Exercise aim →
Put each line of the listing below into a Markdown table with the columns "Row" and "Line", numbering the rows in order and leaving out any blank lines.

╭─ Dataset entries

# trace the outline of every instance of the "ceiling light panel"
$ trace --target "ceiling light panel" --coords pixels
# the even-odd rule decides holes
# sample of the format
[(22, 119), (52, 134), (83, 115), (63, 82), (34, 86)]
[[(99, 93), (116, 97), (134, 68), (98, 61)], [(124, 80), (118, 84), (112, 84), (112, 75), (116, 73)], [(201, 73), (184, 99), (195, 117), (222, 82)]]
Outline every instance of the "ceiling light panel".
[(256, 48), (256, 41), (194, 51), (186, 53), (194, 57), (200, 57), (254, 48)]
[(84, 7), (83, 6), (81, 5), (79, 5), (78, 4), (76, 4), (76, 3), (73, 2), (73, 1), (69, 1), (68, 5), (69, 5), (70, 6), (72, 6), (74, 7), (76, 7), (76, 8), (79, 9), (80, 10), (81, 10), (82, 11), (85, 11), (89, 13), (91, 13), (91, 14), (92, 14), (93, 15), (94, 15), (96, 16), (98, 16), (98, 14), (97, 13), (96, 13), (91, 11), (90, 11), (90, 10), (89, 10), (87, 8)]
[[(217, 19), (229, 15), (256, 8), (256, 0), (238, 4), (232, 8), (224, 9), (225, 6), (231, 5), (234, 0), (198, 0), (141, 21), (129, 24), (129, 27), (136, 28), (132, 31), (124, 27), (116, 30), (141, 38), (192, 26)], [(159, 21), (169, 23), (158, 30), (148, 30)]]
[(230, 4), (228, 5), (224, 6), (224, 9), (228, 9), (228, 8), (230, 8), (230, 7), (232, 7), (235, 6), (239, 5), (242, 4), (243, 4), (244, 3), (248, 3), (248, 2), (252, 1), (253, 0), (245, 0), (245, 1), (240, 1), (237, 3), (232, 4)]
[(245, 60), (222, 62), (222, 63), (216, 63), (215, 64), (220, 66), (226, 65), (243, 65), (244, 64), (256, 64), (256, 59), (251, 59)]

╰─

Exercise response →
| Row | Line |
|---|---|
| 1 | # trace the outline of every instance of the "ceiling light panel" |
| 2 | $ trace --target "ceiling light panel" --coords pixels |
| 3 | # the even-odd rule decides holes |
| 4 | # sample of the format |
| 5 | [(22, 119), (52, 134), (83, 115), (63, 82), (34, 86)] |
| 6 | [[(99, 93), (116, 97), (134, 68), (98, 61)], [(124, 80), (118, 84), (112, 84), (112, 75), (116, 73)], [(201, 73), (184, 99), (195, 117), (222, 82)]] |
| 7 | Outline every instance of the "ceiling light panel". |
| 8 | [(256, 48), (256, 41), (194, 51), (186, 53), (194, 57), (200, 57), (254, 48)] |
| 9 | [(84, 7), (83, 6), (81, 5), (79, 5), (78, 4), (76, 4), (76, 3), (73, 2), (73, 1), (69, 1), (68, 5), (69, 5), (70, 6), (72, 6), (74, 7), (76, 7), (76, 8), (79, 9), (80, 10), (81, 10), (82, 11), (85, 11), (89, 13), (91, 13), (91, 14), (92, 14), (93, 15), (94, 15), (96, 16), (98, 16), (98, 14), (97, 13), (96, 13), (91, 11), (90, 11), (90, 10), (89, 10), (87, 8)] |
| 10 | [[(217, 19), (229, 15), (256, 8), (256, 0), (238, 4), (232, 8), (224, 9), (225, 6), (231, 5), (234, 0), (198, 0), (141, 21), (129, 24), (129, 27), (136, 28), (132, 31), (124, 27), (116, 30), (141, 38), (192, 26)], [(159, 21), (169, 23), (158, 30), (148, 30)]] |
| 11 | [(230, 4), (228, 5), (224, 6), (224, 9), (228, 9), (228, 8), (230, 8), (230, 7), (232, 7), (235, 6), (239, 5), (242, 4), (243, 4), (244, 3), (248, 3), (248, 2), (252, 1), (253, 0), (245, 0), (245, 1), (240, 1), (237, 3), (232, 4)] |
| 12 | [(245, 60), (222, 62), (222, 63), (216, 63), (215, 64), (220, 66), (226, 65), (243, 65), (244, 64), (256, 64), (256, 59), (251, 59)] |